- _PROMPT_:
According to the excerpt below on the Senate races, why is there talk that Saxby Chambliss could be beaten in Georgia? Answer in one to three sentences.

It's the Senate Stupid

By Ron Beasley

The Republican Party has had some good fund raising numbers the last few weeks but one has to wonder how much of that money they will be willing to throw at the sinking campaign of John and Sarah.

GOP dread: Dems could hit 60 Senate seats

The possibility that Democrats will build a muscular, 60-seat Senate majority is looking increasing plausible, with new polls showing a powerful surge for the party’s candidates in Minnesota, Kentucky and other states.

A poll out Friday shows Sen. Norm Coleman could now easily lose his Minnesota seat to comedian-turned-candidate Al Franken. A Colorado race that initially looked like a nail-biter has now broken decisively for the Democrats. A top official in the McCain camp told us Sen. Elizabeth Dole is virtually certain to lose in conservative North Carolina.

Senate Minority Leader Mitch McConnell of Kentucky has seen his race tighten dangerously close over the past week — and Democrats are considering moving more money into the state very soon. And there is even talk that Republican Sen. Saxby Chambliss is beatable in conservative Georgia after backing the economic bailout package opposed by many voters.

“Before the economic crisis, we had a number of races moving our way,” said Matthew Miller, communications director of the Democratic Senatorial Campaign Committee. “But now we’re seeing Republican numbers plummet.” GOP officials largely agree.

- _PROVIDED DATA_:
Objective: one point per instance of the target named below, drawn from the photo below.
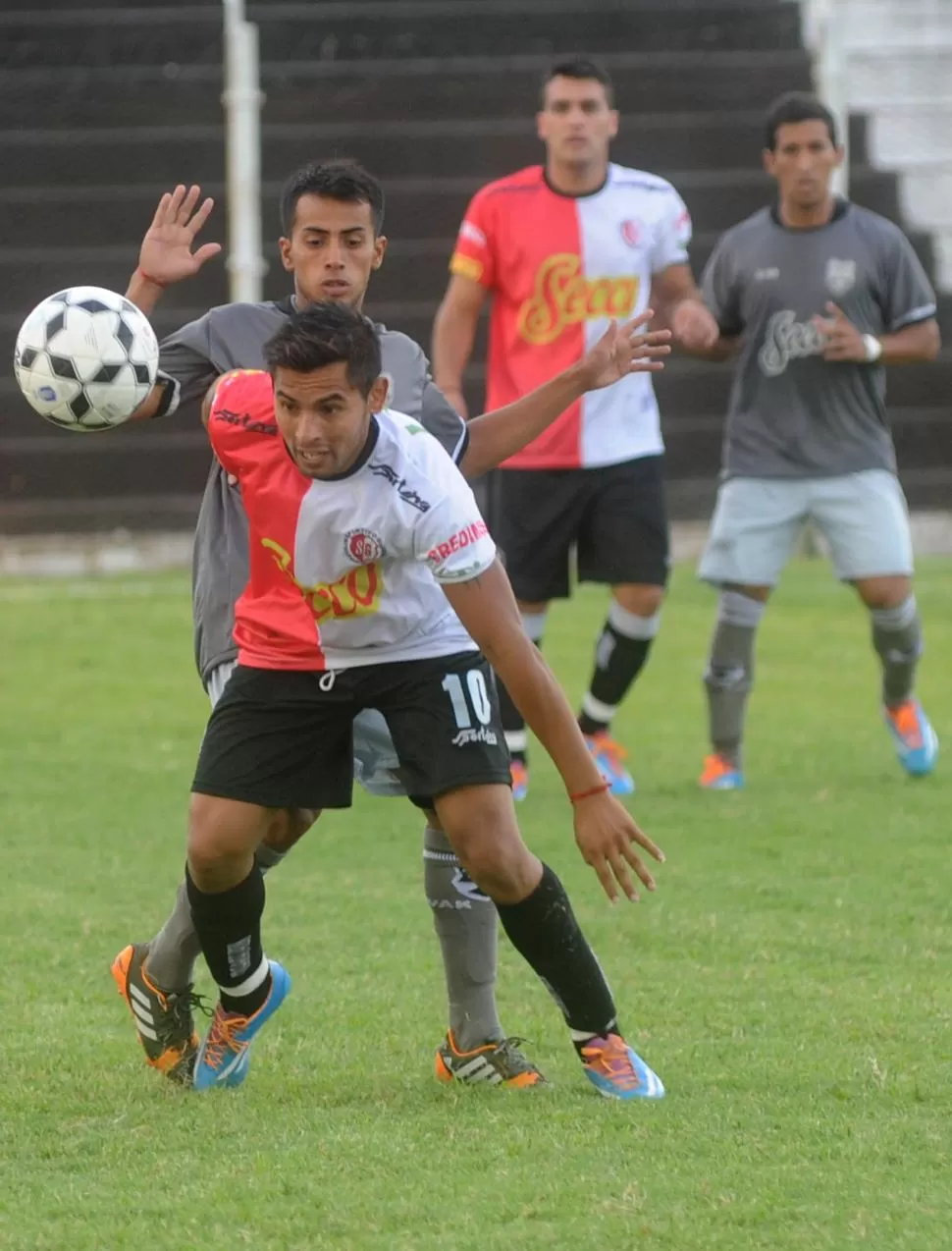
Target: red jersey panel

- _THE ANSWER_:
There is talk that Republican Sen. Saxby Chambliss is beatable in conservative Georgia because he backed the economic bailout package, which many voters opposed.